QUOTED PASSAGE:
Jack Reacher: Never Go Back

Cast: Tom Cruise, Cobie Smulders, Aldis Hodge, Patrick Heusinger
Rated: 6/10
Much like Mr Mission Impossible, you can’t view Jack Reacher as any hero other than Tom Cruise. He may be ageing, screen tired and too much of a veteran to light up the fisticuffs and the agility needed for Lee Child’s series of books, but Cruise is Reacher and Reacher Cruise.
So, this film on one of the 20 bestselling action thrillers written by Lee Child, is a tad slow, somewhat different from the novel and the second one on screen after the 2012 outing brought in the gold rush. For those who have not read the novel, the action and the thrill would be more than enough to stay with; for Tom Cruise diehards, it might come across as flawless; and for those avid Child readers, Never Go Back on tape would seem to be a neither here nor there movie on a novel which has been intricately woven and excitingly narrated.
As Reacher, an ex-major in this one, Cruise portrays a lonesome wanderer doing his clinical bit in cleaning up the underbellies of various cities and, of course, calling in on lady Major Turner for a flirtatious but matter of factly break. He is undertoned, flat muscled, man of few words and many raised eyebrows. He is physically fit, unsurpassed in action and totally in control of all situations, the situation in this one being a yarn of deceit, corruption and fatality around the upright Major Turner who is thrown into prison on espionage charges.

EXCERPTED RECORDS:
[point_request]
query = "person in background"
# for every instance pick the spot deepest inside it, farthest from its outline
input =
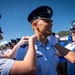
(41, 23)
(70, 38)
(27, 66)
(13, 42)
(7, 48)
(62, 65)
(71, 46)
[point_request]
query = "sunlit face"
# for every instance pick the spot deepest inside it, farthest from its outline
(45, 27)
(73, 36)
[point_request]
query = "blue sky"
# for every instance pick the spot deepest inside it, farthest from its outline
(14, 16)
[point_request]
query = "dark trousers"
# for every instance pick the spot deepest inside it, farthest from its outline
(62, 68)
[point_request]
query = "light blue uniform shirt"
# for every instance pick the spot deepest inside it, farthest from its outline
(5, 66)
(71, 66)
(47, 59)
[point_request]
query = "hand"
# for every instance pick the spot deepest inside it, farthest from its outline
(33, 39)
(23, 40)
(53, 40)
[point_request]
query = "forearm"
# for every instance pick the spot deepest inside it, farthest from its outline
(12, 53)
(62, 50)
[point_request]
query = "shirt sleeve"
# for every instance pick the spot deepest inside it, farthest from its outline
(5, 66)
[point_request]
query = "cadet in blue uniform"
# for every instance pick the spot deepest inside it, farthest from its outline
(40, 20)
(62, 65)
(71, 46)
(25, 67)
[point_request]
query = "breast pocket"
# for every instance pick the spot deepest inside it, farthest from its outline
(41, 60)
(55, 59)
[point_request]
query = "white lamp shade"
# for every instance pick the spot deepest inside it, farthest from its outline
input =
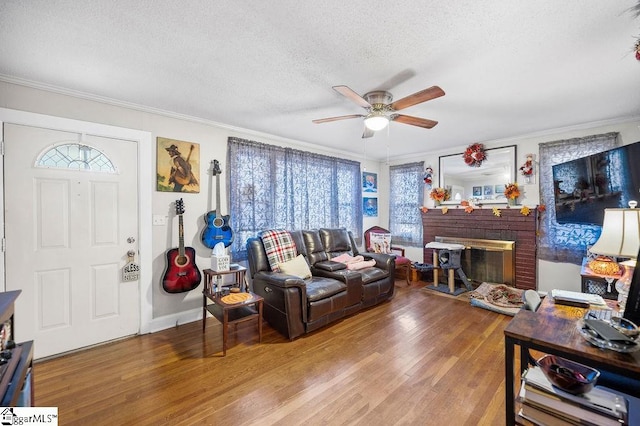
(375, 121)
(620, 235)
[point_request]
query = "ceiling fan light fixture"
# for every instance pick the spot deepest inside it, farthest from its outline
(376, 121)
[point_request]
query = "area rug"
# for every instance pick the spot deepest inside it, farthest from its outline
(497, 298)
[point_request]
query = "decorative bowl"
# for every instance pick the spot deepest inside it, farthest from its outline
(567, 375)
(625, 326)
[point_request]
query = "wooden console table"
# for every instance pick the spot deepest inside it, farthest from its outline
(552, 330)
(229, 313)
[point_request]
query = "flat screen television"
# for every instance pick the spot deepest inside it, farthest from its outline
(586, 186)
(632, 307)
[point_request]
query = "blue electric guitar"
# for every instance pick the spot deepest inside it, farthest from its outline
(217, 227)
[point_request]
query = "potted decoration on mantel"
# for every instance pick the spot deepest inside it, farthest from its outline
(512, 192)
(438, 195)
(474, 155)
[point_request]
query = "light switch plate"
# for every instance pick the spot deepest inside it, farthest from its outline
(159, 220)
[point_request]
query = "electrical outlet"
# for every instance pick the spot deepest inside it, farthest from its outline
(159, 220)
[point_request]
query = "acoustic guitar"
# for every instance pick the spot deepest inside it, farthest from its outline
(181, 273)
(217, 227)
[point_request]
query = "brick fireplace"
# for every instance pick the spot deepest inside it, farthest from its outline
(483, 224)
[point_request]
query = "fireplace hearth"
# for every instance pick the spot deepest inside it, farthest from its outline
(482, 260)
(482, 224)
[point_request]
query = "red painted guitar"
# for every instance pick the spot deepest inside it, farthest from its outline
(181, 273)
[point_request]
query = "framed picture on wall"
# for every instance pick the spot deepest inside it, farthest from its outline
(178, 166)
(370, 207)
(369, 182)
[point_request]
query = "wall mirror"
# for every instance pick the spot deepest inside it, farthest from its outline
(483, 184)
* * *
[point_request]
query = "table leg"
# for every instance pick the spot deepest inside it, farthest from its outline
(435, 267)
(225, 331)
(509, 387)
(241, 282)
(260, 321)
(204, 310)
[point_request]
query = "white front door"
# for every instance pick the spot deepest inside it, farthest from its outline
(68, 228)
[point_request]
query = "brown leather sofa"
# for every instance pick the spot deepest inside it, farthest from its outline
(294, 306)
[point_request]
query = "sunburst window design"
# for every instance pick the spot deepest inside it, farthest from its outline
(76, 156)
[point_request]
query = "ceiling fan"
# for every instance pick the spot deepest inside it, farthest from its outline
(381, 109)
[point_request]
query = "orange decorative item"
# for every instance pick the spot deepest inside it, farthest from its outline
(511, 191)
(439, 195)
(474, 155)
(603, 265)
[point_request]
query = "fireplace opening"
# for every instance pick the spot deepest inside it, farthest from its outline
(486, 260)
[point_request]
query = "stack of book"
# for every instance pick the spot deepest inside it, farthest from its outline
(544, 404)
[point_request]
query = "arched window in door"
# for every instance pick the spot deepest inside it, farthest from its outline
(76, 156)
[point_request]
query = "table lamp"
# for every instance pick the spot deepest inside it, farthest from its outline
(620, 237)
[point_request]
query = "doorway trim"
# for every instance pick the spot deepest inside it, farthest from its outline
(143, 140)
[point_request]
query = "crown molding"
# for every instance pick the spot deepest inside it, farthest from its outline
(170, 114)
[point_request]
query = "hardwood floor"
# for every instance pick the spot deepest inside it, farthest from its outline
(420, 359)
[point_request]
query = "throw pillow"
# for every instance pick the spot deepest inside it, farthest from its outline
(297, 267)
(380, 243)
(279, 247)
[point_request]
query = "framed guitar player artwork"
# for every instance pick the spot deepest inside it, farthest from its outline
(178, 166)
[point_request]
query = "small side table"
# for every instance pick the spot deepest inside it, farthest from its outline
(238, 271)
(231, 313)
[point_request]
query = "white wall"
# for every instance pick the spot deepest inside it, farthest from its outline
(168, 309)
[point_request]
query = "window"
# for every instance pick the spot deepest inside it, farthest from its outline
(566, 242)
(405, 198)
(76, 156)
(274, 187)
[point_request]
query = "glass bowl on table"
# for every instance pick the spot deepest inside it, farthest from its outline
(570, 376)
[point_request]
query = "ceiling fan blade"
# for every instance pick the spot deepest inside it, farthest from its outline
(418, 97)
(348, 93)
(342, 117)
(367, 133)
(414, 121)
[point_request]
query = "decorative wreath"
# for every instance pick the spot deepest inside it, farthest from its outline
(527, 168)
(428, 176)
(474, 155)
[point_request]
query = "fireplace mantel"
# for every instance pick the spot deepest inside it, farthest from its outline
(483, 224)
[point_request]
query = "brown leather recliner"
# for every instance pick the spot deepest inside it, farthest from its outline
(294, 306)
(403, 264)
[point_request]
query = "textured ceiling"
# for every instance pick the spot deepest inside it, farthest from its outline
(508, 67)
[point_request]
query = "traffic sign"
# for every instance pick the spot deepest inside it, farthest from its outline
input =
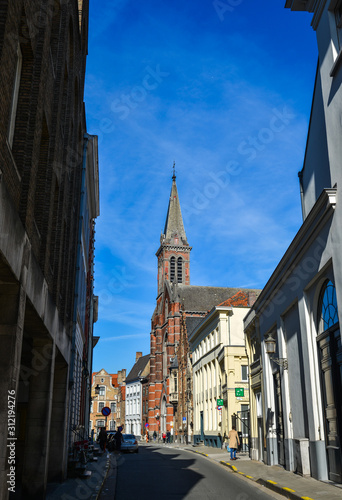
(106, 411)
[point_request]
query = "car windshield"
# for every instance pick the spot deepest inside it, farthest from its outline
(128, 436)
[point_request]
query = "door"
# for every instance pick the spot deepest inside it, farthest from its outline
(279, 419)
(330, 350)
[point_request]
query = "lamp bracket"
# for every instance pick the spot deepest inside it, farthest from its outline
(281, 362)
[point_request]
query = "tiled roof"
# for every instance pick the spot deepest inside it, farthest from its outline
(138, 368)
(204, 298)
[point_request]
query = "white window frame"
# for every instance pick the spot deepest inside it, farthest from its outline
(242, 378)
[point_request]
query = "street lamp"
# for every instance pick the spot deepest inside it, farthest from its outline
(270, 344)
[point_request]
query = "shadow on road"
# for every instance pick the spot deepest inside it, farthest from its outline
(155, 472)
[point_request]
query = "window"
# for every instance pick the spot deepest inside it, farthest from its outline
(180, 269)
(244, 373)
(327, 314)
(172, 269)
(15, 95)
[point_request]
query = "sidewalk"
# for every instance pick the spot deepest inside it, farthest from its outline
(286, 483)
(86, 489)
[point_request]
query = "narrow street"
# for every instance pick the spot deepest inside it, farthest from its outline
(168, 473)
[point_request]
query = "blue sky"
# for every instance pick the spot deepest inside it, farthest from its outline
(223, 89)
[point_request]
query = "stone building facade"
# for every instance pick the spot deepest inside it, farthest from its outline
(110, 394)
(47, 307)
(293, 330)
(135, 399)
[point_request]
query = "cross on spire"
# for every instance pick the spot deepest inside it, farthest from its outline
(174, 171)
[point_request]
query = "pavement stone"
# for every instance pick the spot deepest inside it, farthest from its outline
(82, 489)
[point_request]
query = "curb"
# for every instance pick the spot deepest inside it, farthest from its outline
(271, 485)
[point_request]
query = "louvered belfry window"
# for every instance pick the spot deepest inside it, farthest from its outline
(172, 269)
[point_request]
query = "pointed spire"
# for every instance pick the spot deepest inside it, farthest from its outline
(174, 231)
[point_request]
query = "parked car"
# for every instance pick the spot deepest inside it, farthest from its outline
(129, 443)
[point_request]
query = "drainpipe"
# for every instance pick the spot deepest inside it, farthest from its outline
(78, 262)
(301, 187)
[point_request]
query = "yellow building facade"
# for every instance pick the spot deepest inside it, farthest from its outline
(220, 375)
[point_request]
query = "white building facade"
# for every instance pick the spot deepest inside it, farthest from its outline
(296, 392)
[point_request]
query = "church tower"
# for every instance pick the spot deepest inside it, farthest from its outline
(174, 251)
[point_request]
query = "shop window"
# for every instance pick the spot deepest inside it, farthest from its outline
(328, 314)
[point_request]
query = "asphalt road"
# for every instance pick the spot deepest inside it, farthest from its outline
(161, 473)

TASK TO CARRY OUT: Copy out the Jack Reacher: Never Go Back review above word for word, from its title line to its last sentence.

YOUR SOLUTION:
Jack Reacher: Never Go Back

Cast: Tom Cruise, Cobie Smulders, Aldis Hodge, Patrick Heusinger
Rated: 6/10
Much like Mr Mission Impossible, you can’t view Jack Reacher as any hero other than Tom Cruise. He may be ageing, screen tired and too much of a veteran to light up the fisticuffs and the agility needed for Lee Child’s series of books, but Cruise is Reacher and Reacher Cruise.
So, this film on one of the 20 bestselling action thrillers written by Lee Child, is a tad slow, somewhat different from the novel and the second one on screen after the 2012 outing brought in the gold rush. For those who have not read the novel, the action and the thrill would be more than enough to stay with; for Tom Cruise diehards, it might come across as flawless; and for those avid Child readers, Never Go Back on tape would seem to be a neither here nor there movie on a novel which has been intricately woven and excitingly narrated.
As Reacher, an ex-major in this one, Cruise portrays a lonesome wanderer doing his clinical bit in cleaning up the underbellies of various cities and, of course, calling in on lady Major Turner for a flirtatious but matter of factly break. He is undertoned, flat muscled, man of few words and many raised eyebrows. He is physically fit, unsurpassed in action and totally in control of all situations, the situation in this one being a yarn of deceit, corruption and fatality around the upright Major Turner who is thrown into prison on espionage charges.